====== DATASET ======
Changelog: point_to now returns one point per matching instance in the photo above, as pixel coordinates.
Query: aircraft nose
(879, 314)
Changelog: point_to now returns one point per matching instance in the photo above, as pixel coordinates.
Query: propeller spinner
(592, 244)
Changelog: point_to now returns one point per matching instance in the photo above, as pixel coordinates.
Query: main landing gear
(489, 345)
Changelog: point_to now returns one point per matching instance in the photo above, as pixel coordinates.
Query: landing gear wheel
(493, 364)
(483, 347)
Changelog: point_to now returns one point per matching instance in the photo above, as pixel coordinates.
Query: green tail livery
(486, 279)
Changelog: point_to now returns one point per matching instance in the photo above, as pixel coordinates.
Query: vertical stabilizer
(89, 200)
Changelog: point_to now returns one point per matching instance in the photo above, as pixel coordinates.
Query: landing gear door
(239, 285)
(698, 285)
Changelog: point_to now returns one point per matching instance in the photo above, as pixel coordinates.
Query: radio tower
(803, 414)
======
====== DATASET ======
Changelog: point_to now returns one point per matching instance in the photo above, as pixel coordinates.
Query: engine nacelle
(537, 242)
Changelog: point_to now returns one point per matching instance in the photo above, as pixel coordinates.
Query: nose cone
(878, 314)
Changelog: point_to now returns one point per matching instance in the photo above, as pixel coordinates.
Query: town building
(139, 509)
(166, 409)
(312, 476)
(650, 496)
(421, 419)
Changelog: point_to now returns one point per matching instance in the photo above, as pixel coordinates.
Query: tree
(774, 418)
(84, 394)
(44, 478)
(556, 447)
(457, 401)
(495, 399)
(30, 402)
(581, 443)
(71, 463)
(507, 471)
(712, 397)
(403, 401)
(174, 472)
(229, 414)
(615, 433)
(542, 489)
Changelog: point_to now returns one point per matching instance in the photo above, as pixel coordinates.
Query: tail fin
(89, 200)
======
*WRITTEN EXERCISE:*
Return each line above that contains the string "gear", copied in full. Matching is case-sensitive.

*EXERCISE SOLUTION:*
Query: main landing gear
Query: landing gear wheel
Query: landing gear door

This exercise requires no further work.